- _Requirement 1_
According to the excerpt below on operating systems and user accounts, what combined market share do Windows, MacOS, iOS, and Android hold?

----- Source excerpt -----

In the early days of computing, users had complete control over the software they put on their device and there was no way for software companies to remotely revoke their access to the device or the apps on the device.

But the rise of the internet and Big Tech companies has changed this dynamic. Now, the operating systems that power users’ devices are heavily integrated with user accounts.

Windows, MacOS, iOS, and Android, which collectively have a 95% market share of the operating system market according to analytics service GlobalStats, all aggressively promote or require users to sign in to an account.

To gain access to all of the device’s features and the main app stores when using these operating systems, users have to sign in and link their operating system with these Big Tech controlled user accounts.

While there are ways to use these operating systems without signing in and workarounds such as sideloading and jailbreaking can be used to install apps without going through the main app stores, the vast majority of users aren’t aware of or comfortable with using these workarounds. For example, web traffic to the leading iOS jailbreaking websites suggests that less than 0.1% of Apple’s estimated 1 billion iPhone users jailbreak their devices.

----- Supplied material -----

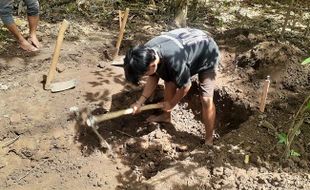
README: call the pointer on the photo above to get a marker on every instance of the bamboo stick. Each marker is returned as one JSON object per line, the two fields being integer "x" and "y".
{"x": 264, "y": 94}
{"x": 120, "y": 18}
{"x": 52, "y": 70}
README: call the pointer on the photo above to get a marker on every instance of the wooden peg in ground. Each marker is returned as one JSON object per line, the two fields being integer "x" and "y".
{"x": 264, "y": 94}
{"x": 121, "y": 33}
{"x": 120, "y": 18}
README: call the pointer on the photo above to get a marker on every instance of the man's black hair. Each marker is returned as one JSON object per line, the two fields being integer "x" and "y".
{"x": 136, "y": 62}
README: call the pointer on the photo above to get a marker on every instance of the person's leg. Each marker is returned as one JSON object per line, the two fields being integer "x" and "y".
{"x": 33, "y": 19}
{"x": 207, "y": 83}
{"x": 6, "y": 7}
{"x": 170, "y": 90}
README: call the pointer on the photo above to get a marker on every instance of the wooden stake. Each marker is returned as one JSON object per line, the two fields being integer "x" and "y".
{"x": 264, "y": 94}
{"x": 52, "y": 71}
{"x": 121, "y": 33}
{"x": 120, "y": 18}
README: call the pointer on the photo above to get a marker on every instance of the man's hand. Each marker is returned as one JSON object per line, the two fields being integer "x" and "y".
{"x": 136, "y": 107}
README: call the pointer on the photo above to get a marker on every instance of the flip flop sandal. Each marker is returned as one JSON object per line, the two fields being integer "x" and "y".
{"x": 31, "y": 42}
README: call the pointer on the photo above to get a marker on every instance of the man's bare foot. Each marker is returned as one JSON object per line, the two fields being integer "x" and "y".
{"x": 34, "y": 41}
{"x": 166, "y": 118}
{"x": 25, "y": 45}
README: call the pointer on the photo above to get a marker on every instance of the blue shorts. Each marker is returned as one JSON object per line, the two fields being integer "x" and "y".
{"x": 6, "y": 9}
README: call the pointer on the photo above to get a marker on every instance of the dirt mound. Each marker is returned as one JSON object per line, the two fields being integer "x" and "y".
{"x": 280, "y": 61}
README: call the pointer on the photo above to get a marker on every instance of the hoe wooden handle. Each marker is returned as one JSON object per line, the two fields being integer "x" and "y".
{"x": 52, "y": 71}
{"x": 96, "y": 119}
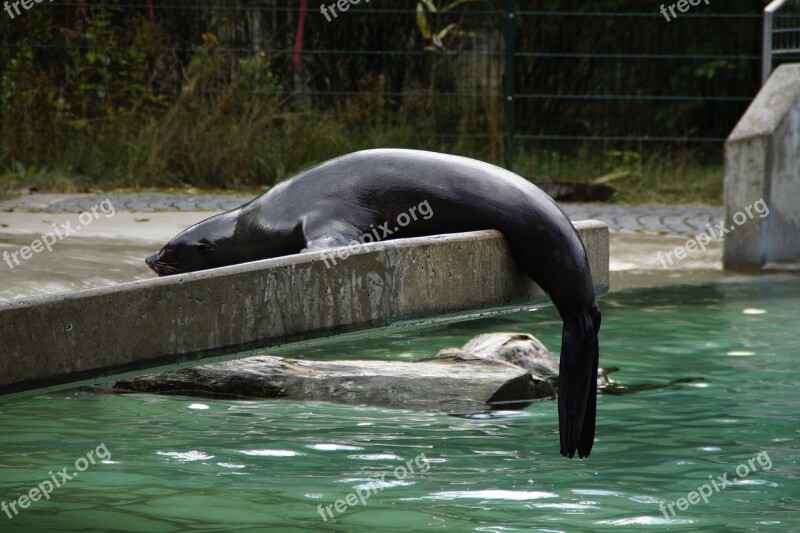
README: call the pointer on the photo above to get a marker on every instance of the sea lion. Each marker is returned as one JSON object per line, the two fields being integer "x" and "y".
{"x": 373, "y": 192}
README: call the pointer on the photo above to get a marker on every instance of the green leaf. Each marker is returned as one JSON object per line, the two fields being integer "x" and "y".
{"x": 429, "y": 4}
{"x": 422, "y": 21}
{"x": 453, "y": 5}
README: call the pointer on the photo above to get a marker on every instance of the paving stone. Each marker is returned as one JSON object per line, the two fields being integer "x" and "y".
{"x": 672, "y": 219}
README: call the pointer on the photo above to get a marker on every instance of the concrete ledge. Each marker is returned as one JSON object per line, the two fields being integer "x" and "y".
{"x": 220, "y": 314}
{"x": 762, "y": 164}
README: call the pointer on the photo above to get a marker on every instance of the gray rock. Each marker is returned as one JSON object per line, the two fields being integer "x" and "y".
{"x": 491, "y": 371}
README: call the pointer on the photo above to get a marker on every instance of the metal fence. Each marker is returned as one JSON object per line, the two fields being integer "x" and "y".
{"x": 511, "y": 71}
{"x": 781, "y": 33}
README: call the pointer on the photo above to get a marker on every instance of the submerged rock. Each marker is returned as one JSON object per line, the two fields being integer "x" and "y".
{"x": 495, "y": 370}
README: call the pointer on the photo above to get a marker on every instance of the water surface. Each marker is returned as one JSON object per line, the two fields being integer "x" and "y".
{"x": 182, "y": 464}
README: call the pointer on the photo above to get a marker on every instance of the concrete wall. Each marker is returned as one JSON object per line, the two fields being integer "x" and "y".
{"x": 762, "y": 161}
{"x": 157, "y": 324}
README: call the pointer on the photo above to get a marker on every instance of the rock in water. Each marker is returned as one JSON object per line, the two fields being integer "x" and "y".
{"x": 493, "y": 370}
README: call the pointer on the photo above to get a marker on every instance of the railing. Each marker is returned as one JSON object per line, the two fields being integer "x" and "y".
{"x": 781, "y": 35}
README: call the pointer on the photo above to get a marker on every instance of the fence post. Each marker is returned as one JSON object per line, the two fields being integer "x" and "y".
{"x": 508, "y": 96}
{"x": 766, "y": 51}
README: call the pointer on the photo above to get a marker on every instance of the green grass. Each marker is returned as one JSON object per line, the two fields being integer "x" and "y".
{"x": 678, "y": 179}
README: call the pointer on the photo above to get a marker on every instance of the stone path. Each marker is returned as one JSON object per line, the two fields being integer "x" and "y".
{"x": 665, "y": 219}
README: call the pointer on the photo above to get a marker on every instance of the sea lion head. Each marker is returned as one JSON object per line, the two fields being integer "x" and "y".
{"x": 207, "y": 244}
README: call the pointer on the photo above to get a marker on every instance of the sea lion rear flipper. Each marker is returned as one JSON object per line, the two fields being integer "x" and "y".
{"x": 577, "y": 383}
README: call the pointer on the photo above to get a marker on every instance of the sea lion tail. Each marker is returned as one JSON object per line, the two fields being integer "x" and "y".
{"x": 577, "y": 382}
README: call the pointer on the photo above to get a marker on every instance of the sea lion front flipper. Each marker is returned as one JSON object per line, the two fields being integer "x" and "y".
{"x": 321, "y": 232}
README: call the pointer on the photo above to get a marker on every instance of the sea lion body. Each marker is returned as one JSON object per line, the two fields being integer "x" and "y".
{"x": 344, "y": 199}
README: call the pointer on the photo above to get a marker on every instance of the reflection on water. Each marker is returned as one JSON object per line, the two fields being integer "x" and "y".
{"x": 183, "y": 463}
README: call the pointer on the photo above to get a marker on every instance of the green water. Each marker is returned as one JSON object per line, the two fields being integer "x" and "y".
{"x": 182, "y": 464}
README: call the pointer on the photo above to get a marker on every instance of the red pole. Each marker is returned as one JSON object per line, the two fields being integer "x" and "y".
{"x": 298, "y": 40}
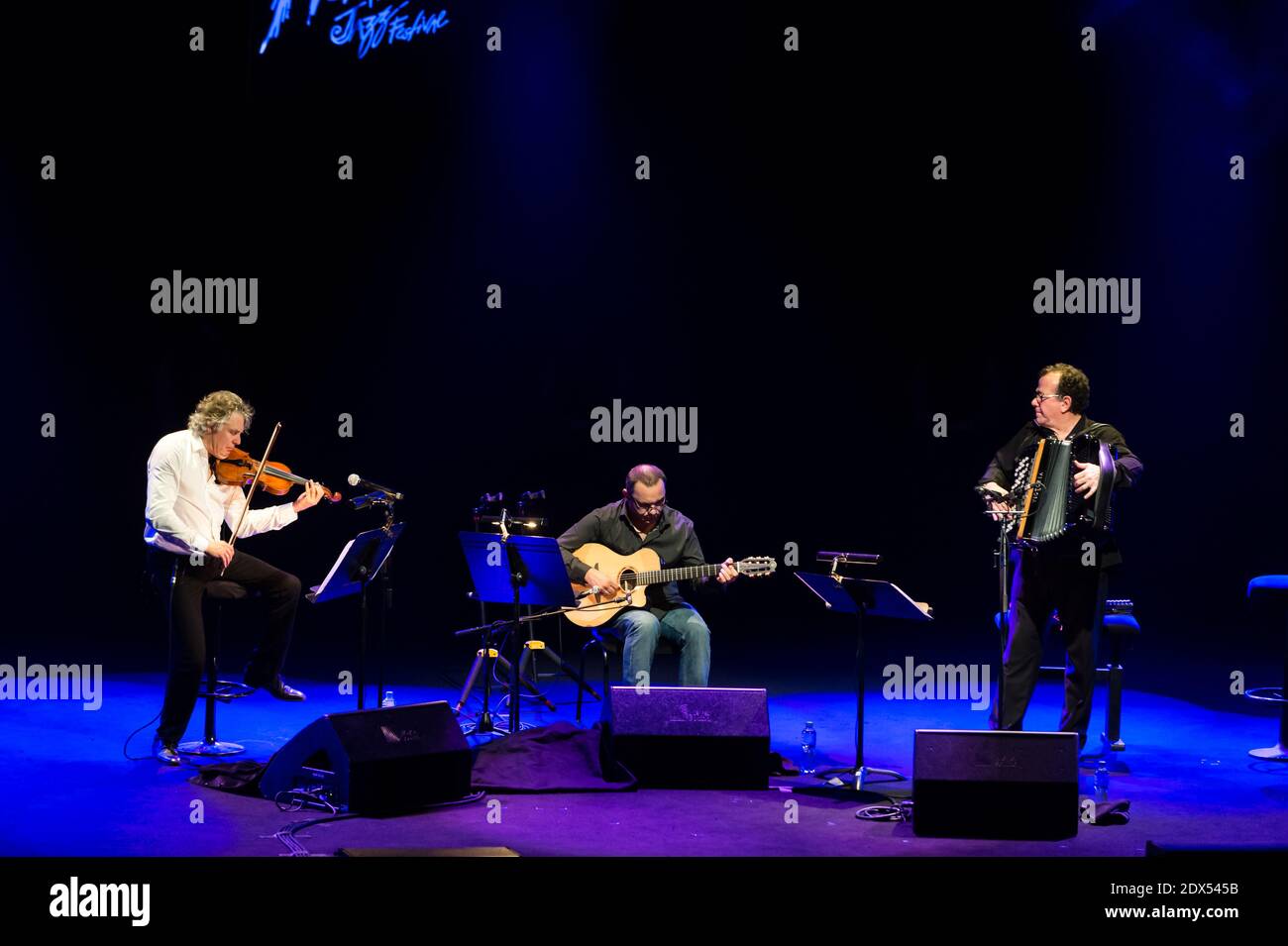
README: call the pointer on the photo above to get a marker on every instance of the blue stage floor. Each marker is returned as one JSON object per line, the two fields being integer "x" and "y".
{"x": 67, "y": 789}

-----

- _Requirement 2_
Select each line of the listing above that contains the string "flipper".

- _Correct output 1_
95% of the operating system market, according to GlobalStats.

- _Correct output 2_
README: call the pointer on the photo above to get a marker on every instance of the sea lion rear flipper. Each marker is returned as one JSON object per line, the two fields being integer "x" and "y".
README: call the pointer on the photo above to get a marker on every instance of the sea lion front flipper. Each marker is returned as one JSON object per line, the two fields being integer "x" and "y".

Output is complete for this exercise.